:: SHORT TASK 1 ::
In the post on ELK on Nutanix, which file holds the Elasticsearch gateway settings?

:: PASSAGE SHOWN ::
►

Tag Archives: index

ELK on Nutanix : Kibana

It might seem like I am doing things out of sequence by looking at the visualisation layer of the ELK stack next. However, recall in my original post , that I wanted to build sets  of unreplicated indexes and then use Logstash to fire test workloads at them. Hence, I am covering Elasticsearch and Kibana initially. This brings me to another technical point that I need to cover. In order for a single set of indexes to be actually recoverable, when running on a single node, we need to invoke the following parameters in our Elasticsearch playbook :

So in file: roles/elastic/vars/main.yml
...
elasticsearch_gateway.recover_after_nodes: 1
elasticsearch_gateway.recover_after_time: 5m
elasticsearch_gateway.expected_nodes: 1
...

◄

[Point annotation dataset rows]
►

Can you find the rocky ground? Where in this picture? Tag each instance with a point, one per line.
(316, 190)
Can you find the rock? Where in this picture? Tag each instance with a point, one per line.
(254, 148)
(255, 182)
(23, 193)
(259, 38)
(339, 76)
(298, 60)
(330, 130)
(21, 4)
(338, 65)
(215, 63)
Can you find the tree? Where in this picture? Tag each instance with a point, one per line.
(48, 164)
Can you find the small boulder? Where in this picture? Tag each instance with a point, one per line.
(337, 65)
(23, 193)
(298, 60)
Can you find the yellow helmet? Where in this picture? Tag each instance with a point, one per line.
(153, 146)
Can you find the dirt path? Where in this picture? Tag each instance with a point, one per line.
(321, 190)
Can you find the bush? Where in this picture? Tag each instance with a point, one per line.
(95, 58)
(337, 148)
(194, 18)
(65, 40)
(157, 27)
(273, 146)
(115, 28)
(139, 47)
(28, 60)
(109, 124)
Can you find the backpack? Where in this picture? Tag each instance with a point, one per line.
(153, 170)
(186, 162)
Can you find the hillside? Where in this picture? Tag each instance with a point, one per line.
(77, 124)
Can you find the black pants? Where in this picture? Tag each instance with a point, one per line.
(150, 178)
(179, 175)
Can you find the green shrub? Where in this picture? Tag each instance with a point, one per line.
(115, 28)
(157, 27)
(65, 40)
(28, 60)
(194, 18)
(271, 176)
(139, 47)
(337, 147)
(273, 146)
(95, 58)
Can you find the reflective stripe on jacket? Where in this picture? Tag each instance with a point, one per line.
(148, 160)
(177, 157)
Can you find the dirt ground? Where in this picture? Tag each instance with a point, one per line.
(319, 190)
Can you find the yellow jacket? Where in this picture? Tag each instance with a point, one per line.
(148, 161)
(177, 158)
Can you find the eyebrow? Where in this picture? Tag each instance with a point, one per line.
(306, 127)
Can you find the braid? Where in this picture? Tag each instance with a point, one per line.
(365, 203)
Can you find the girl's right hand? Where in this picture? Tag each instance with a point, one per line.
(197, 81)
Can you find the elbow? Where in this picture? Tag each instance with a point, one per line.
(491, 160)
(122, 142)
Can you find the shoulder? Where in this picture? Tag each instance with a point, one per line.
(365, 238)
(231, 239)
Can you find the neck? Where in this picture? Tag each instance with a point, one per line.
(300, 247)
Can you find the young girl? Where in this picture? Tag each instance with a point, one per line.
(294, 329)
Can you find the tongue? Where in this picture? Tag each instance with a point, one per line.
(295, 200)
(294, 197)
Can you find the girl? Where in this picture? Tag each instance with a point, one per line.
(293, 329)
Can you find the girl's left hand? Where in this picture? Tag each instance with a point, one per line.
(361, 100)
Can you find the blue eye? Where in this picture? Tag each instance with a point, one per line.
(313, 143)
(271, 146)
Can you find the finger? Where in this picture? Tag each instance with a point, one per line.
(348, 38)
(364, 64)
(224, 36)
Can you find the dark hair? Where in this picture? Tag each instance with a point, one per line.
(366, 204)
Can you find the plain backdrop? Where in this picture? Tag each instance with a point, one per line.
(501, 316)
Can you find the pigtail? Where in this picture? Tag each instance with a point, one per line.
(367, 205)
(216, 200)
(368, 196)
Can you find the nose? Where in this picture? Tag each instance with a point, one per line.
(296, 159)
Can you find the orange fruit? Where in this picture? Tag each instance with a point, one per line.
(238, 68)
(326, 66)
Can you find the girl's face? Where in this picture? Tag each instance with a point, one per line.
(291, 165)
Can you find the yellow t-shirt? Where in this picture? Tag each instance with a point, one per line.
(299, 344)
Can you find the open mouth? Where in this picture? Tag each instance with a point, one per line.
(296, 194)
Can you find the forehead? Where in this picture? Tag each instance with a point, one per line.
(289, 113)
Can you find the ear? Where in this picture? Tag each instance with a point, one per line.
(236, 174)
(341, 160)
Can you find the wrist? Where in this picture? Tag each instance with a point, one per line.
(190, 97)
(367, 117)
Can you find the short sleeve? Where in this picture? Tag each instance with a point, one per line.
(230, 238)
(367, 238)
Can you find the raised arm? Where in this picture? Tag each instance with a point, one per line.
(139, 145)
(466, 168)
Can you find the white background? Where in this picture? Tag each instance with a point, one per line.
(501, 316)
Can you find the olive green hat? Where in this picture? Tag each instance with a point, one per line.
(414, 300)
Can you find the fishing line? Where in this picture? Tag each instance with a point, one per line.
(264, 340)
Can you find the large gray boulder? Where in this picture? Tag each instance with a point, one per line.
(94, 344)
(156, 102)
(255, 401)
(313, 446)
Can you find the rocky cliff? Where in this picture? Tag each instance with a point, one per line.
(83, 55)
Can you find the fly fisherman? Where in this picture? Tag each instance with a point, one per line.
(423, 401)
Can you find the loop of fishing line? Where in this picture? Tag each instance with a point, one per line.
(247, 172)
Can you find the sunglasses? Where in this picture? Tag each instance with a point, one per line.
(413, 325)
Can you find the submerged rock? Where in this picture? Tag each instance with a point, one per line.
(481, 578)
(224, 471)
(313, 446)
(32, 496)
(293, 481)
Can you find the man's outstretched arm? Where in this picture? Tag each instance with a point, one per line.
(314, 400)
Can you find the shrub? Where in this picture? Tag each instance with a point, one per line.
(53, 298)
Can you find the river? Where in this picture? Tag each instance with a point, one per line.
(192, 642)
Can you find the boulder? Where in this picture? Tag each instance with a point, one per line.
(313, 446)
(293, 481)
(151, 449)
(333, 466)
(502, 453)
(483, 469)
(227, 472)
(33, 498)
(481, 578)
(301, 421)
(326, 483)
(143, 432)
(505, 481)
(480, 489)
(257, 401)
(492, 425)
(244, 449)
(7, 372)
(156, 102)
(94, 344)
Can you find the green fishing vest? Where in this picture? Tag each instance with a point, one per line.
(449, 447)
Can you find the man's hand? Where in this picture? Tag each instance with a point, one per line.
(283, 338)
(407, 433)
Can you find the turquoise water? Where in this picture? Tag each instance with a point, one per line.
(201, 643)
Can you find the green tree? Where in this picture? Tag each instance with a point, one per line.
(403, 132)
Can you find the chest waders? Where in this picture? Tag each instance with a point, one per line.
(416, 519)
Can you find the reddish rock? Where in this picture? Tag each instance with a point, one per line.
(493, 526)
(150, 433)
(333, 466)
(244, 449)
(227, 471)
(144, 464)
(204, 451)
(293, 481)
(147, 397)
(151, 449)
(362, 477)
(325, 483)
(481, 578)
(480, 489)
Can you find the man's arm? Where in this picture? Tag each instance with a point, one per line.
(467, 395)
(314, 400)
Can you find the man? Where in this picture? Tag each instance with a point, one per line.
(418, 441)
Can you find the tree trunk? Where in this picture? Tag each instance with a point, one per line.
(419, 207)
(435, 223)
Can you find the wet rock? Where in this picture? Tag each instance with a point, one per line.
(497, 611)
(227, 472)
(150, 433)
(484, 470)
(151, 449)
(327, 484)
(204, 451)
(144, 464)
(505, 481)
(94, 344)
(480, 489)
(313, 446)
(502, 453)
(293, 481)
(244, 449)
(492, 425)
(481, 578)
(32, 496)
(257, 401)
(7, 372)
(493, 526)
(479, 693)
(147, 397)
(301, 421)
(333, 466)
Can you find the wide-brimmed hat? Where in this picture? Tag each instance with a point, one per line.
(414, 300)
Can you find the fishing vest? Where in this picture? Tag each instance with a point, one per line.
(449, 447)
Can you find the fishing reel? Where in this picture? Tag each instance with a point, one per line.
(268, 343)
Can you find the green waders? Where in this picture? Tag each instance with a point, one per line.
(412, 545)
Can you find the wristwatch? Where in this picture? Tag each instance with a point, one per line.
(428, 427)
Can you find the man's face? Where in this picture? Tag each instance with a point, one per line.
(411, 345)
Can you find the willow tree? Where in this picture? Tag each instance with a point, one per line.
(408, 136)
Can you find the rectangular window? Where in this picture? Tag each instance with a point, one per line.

◄

:: SHORT TASK 2 ::
Count the lines of the rows above that contain the string "fishing", with case counting. Reply with the number only.

:: REPLY 1 ::
roles/elastic/vars/main.yml

:: REPLY 2 ::
5